■ **DIRECTIVE**: Reproduce every line of the items, starting at the line that contains "Pin every instance of the blurred" and ending at the final line of the items. Shift each coordinate in the answers by adding 27 to both of its numbers, and copy all other lines unchanged.

****************

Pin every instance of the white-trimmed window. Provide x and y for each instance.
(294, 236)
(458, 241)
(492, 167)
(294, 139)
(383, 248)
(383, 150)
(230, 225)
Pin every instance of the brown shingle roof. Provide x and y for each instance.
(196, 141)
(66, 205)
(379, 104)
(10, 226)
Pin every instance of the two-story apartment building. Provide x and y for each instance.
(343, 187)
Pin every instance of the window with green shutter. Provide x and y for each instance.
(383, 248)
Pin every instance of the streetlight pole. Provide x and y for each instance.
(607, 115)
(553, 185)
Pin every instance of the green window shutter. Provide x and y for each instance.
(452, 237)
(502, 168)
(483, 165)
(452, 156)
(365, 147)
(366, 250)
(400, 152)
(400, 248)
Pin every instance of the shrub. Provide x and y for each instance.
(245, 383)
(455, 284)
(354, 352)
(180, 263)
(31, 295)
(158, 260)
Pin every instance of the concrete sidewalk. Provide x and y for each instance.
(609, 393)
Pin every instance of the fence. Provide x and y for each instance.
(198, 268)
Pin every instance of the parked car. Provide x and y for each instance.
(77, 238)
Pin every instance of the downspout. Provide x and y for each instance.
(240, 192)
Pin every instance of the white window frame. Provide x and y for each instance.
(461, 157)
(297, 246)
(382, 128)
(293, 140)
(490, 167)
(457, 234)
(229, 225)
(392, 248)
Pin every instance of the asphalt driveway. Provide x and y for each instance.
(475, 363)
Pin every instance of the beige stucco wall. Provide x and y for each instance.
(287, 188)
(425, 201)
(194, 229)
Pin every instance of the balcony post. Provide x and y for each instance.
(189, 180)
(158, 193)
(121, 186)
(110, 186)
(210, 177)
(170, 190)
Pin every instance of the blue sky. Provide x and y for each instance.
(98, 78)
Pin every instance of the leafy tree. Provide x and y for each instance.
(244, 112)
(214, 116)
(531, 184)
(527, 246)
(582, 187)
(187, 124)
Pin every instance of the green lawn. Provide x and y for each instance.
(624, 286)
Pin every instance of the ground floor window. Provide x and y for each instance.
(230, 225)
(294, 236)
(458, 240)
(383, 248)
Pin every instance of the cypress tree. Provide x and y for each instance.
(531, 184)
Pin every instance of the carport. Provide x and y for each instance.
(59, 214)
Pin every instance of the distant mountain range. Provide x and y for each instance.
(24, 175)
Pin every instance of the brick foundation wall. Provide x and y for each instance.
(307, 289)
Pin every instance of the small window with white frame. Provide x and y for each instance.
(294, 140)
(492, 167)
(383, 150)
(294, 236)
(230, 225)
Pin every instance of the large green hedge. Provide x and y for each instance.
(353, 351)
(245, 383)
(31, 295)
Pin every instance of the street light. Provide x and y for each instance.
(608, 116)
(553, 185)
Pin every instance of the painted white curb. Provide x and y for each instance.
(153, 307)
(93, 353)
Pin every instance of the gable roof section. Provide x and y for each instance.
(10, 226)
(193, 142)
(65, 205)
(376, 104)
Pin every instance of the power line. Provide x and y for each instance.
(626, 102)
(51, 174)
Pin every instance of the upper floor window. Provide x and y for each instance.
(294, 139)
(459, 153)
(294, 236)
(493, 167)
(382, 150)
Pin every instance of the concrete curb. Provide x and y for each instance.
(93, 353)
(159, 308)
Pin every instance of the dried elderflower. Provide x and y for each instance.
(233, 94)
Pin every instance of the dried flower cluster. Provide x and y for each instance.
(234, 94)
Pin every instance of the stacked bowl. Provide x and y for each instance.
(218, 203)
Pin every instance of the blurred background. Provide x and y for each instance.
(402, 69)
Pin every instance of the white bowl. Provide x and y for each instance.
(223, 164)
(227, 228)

****************

■ **REPLY**:
Pin every instance of the blurred background. Provide x and y for each instance.
(429, 96)
Pin every instance of the white bowl. Provide x and y for each instance.
(250, 191)
(254, 255)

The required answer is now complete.